> **YOUR TASKS**:
• 1. From the Julia Coronel profile below, transcribe the stretch from "Filipino volleyball player" through "in information technology." word for word.
• 2. Decide whether each statement agrees with the Julia Coronel profile below, answering yes or no and quoting the words that settle it.
(a) Coronel graduated from De La Salle University with a degree in information technology.
(b) Coronel was the first pick overall in the 2024 Premier Volleyball League draft.
(c) Coronel made her college debut at UAAP Season 82.
• 3. Answer these questions using the Julia Coronel profile below.
(a) What height is listed for Coronel?
(b) Besides De La Salle University, which school does the Education section say she studied at?
(c) In which UAAP season did Coronel become the starting setter and team captain?

> **DOCUMENT EXCERPT**:
Personal information
- Full name: Julia Cyrille Coronel
- Nationality: Filipino
- Born: October 5, 2001 (age 24) Mandaluyong, Philippines
- Height: 1.76 m (5 ft 9 in)
- Spike: 287 cm (113 in)
- Block: 303 cm (119 in)
- College / University: De La Salle University

Volleyball information
- Position: Setter / Opposite hitter

Career
| Years | Teams |
| 2024–2026 | Galeries Tower Highrisers |
| 2026–present | Capital1 Solar Spikers |

National team
| 2024– | Philippines |

Honours
Women's volleyball
Representing Philippines
Asian Nations Cup
| Silver medal – second place | 2025 Hanoi | Team |
| Bronze medal – third place | 2024 Manila | Team |

= Julia Coronel =

Filipino volleyball player

Julia Cyrille Coronel is a Filipino professional volleyball player who plays for the Capital1 Solar Spikers of the Premier Volleyball League (PVL).

==Education==
Julia Cyrille Coronel was born on October 5, 2001. She studied at the Colegio San Agustin Makati. She graduated from the De La Salle University in 2025 with a degree in information technology.

==Career==
===College===
Coronel played for the De La Salle Lady Spikers in the University Athletic Association of the Philippines (UAAP). She was supposed to debut at UAAP Season 82 but it was cancelled due to the COVID-19 pandemic. In Seasons 84 and 85, she was played as a backup for Mars Alba. However in her final year in Season 86, Coronel became the starting setter and team captain. However the NU Lady Bulldogs prevented a title defense by DLSU.

===Club===
Coronel joined the 2024 draft of the Premier Volleyball League (PVL). She was the third pick overall and was selected by Galeries Tower Highrisers and later debuted in the 2024 Reinforced Conference. She played the setter and opposite hitter positions.
 She also became the team's captain. Coronel left the Galeries Tower High Risers in September 2026. On September 17, 2026, Coronel was signed by the Capital1 Solar Spikers.

===National team===
Coronel received her first call up to the Philippine national team in 2024. She played at the 2024 AVC Women's Challenge Cup

==Personal life==
Coronel has been in a relationship with her strength and conditioning coach, Gelo Vito since 2023. In 2025, Coronel took up the role of a television analyst for the UAAP.

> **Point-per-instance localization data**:

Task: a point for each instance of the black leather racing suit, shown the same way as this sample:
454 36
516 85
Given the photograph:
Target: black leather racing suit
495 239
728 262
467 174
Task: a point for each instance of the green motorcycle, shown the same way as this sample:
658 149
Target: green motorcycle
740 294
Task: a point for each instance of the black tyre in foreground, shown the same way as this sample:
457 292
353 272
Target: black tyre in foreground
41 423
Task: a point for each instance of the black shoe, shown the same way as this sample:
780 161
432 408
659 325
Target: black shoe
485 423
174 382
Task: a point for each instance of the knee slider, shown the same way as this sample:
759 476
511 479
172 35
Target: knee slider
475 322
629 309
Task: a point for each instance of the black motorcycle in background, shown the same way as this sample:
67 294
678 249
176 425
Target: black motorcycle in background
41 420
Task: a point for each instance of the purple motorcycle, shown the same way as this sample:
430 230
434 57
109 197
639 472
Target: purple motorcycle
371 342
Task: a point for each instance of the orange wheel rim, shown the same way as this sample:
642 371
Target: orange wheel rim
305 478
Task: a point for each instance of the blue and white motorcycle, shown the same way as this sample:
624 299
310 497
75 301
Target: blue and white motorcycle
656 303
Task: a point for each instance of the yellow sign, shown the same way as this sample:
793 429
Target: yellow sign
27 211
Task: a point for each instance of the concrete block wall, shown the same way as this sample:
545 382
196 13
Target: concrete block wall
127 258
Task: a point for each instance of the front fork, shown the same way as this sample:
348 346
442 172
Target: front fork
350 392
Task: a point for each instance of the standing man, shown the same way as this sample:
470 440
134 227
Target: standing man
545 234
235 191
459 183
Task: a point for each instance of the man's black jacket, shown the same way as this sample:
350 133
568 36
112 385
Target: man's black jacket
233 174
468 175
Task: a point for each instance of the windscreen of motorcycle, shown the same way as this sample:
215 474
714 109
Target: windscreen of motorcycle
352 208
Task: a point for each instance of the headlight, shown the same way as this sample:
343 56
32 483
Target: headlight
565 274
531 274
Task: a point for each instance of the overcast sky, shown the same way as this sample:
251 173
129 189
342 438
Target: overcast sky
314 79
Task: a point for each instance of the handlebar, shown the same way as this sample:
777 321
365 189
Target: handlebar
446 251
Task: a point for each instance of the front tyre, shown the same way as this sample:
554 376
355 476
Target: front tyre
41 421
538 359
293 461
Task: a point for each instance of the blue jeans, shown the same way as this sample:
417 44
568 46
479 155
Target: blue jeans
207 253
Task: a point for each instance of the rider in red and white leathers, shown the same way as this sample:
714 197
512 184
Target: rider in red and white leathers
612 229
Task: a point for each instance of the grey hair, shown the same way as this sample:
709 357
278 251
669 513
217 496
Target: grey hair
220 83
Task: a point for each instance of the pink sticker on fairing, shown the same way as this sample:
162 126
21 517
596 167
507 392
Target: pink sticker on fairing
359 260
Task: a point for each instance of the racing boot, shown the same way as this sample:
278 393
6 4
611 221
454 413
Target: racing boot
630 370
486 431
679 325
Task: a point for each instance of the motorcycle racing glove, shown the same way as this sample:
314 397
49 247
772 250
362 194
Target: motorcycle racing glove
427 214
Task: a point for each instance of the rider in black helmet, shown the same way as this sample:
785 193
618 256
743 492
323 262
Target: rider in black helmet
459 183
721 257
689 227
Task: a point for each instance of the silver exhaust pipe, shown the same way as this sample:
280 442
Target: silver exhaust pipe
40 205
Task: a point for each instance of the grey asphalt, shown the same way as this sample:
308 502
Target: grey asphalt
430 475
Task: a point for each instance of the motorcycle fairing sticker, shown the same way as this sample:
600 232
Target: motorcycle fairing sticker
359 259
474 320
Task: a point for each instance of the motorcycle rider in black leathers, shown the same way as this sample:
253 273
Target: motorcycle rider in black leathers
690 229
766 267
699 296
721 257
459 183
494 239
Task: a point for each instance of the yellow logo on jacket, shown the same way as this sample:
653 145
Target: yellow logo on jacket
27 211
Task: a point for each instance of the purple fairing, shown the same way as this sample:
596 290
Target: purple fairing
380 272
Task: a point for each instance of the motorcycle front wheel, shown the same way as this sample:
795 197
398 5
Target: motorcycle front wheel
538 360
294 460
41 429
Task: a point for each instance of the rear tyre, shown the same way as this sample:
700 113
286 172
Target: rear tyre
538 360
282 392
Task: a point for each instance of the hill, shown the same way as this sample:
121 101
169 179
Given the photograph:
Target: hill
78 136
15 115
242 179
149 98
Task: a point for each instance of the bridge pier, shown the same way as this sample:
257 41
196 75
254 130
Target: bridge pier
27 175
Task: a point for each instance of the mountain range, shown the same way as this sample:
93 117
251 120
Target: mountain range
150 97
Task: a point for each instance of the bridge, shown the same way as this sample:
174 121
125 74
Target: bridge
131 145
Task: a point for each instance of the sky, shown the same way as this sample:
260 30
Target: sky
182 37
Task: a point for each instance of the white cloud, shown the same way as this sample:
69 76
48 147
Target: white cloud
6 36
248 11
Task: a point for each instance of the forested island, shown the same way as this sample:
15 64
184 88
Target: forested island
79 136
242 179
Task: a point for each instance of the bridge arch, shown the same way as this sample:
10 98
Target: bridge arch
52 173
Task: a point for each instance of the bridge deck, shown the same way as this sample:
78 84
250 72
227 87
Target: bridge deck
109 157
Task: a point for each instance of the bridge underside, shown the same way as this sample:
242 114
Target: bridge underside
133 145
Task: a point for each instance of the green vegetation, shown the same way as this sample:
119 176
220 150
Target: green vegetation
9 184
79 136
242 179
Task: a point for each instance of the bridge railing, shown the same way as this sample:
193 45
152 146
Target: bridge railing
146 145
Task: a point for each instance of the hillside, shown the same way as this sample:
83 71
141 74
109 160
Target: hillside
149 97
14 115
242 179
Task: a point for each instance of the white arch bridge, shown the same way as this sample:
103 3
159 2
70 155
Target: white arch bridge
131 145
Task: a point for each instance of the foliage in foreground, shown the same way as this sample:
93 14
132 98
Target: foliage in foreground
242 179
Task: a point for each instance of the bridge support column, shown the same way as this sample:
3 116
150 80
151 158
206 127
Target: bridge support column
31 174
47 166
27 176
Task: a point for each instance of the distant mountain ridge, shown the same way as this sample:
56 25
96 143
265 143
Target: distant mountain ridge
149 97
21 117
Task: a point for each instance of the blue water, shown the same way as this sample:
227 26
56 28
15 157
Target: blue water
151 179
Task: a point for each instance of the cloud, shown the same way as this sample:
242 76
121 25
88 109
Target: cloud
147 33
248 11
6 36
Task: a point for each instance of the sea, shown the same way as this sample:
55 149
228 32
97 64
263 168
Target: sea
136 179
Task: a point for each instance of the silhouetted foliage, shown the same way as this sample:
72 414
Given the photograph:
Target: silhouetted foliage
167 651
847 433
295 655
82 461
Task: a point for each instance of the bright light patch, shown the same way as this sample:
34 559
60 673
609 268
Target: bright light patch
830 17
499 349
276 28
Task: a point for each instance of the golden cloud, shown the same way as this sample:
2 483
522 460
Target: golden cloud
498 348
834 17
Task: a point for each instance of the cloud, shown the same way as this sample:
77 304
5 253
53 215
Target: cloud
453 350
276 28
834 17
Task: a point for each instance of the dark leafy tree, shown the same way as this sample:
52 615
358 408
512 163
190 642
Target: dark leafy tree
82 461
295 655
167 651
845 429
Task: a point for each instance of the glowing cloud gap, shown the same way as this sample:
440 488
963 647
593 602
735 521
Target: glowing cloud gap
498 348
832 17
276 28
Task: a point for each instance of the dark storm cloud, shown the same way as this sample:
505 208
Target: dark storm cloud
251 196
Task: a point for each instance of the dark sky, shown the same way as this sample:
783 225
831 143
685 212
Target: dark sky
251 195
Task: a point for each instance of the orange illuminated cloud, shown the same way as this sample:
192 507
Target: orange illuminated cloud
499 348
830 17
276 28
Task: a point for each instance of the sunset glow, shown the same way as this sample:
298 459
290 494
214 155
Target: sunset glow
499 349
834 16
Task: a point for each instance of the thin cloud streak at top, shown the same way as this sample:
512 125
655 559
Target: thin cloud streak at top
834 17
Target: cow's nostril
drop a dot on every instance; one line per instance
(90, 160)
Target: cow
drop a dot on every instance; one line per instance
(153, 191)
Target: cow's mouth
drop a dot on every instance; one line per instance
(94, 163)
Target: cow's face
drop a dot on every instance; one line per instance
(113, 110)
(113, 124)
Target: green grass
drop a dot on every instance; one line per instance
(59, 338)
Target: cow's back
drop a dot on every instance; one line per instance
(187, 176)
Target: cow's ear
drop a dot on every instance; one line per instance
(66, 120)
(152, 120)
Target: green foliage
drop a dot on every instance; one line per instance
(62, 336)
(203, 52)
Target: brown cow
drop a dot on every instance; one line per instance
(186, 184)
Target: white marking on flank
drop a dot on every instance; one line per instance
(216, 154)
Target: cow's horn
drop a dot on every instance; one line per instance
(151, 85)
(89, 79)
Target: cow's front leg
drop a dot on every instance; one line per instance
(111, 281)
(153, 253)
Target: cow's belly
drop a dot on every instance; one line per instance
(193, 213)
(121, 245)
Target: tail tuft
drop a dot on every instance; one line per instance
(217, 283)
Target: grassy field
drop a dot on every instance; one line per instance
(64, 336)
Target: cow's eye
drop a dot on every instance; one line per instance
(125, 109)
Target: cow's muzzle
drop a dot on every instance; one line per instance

> **TASK-BY-TASK ANSWERS**:
• 1.
Filipino volleyball player

Julia Cyrille Coronel is a Filipino professional volleyball player who plays for the Capital1 Solar Spikers of the Premier Volleyball League (PVL).

==Education==
Julia Cyrille Coronel was born on October 5, 2001. She studied at the Colegio San Agustin Makati. She graduated from the De La Salle University in 2025 with a degree in information technology.

• 2.
(a) Yes: "She graduated from the De La Salle University in 2025 with a degree in information technology."
(b) No: "She was the third pick overall"
(c) No: "She was supposed to debut at UAAP Season 82 but it was cancelled due to the COVID-19 pandemic."

• 3.
(a) 1.76 m (5 ft 9 in)
(b) Colegio San Agustin Makati
(c) Season 86